------ RECORDS SHOWN

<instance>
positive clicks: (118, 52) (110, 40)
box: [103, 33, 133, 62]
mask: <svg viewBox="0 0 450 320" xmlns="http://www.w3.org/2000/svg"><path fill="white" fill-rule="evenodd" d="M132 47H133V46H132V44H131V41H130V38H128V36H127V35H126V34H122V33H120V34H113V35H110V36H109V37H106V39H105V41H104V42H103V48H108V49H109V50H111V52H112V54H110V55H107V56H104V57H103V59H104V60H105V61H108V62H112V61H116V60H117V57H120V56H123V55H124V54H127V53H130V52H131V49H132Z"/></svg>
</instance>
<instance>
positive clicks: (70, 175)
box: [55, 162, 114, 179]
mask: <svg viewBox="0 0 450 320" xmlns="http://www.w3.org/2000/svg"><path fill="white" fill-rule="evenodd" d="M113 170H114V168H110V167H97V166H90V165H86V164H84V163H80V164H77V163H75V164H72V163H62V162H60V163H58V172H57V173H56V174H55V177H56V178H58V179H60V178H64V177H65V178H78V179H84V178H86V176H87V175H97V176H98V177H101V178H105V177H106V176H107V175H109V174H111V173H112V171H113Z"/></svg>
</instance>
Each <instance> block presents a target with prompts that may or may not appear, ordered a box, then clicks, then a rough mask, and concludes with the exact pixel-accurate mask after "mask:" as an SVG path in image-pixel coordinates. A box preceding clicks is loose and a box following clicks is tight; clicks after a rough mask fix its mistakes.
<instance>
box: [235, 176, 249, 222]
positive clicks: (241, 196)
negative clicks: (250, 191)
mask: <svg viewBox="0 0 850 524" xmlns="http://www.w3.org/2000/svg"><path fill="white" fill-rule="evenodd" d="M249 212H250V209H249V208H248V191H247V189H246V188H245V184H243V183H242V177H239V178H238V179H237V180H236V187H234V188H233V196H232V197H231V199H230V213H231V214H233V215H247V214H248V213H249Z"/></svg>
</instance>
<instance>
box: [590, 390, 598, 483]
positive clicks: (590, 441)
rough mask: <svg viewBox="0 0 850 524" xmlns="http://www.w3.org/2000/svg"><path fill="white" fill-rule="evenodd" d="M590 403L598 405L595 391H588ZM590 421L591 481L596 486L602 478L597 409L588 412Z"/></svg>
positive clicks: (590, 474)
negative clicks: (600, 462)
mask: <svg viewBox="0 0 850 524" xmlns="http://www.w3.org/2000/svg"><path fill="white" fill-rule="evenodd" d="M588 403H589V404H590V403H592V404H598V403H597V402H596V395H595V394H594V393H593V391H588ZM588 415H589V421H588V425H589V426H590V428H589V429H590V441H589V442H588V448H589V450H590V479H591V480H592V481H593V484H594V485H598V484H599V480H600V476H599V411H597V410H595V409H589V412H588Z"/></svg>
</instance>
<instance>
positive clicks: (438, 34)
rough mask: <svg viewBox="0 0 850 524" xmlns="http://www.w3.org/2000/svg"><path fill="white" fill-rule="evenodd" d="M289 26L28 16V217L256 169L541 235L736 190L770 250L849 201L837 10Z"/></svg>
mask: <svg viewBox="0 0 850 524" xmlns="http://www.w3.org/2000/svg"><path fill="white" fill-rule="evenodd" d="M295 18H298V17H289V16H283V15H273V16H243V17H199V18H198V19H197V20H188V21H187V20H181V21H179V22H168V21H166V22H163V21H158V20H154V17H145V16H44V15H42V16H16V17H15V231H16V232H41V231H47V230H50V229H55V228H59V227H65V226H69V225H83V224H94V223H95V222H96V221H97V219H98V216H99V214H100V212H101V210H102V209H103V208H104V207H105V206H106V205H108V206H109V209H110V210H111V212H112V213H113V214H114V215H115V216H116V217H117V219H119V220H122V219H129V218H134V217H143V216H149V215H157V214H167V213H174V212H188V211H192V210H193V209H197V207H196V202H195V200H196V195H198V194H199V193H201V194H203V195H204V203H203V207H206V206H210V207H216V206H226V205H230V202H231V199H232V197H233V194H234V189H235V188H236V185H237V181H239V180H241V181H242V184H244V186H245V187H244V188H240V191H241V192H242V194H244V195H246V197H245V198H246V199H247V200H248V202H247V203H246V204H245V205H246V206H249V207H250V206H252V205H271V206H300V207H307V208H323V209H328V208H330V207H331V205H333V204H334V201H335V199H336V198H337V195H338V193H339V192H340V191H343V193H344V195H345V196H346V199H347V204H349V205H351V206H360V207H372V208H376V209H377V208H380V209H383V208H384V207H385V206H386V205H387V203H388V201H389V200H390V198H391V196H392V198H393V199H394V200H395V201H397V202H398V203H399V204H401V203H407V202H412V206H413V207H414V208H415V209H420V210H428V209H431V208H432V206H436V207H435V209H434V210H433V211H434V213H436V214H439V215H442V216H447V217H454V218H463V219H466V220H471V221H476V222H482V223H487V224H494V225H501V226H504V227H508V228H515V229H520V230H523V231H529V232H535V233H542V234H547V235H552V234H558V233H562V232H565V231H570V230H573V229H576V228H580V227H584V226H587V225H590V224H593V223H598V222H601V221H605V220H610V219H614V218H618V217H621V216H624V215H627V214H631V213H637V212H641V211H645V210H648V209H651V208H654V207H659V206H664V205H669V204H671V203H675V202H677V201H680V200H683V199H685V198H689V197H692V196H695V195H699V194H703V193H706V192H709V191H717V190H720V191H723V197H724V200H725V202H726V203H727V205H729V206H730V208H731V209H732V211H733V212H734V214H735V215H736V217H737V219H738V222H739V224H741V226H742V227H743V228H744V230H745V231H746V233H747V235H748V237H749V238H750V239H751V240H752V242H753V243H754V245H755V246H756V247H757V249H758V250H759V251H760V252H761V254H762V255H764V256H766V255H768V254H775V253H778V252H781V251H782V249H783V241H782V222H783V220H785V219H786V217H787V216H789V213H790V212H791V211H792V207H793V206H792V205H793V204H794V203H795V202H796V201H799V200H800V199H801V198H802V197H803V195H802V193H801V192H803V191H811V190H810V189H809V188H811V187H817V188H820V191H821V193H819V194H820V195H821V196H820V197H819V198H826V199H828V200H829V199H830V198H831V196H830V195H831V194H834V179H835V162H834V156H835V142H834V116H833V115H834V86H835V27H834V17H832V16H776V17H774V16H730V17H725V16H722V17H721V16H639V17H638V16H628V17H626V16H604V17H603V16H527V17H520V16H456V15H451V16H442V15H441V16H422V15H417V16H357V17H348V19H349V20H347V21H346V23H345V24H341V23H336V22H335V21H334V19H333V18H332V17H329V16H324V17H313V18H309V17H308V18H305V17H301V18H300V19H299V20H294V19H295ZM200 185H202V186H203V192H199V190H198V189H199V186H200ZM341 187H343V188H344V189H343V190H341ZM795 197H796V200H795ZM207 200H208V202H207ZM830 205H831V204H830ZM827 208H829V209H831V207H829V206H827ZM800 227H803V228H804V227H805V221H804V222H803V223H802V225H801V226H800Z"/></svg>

------------

ABOUT THIS EXERCISE:
Each line in which the string "positive" is found must be copied from the data.

RESULT:
positive clicks: (118, 52) (110, 40)
positive clicks: (70, 175)
positive clicks: (241, 196)
positive clicks: (590, 441)
positive clicks: (590, 474)
positive clicks: (438, 34)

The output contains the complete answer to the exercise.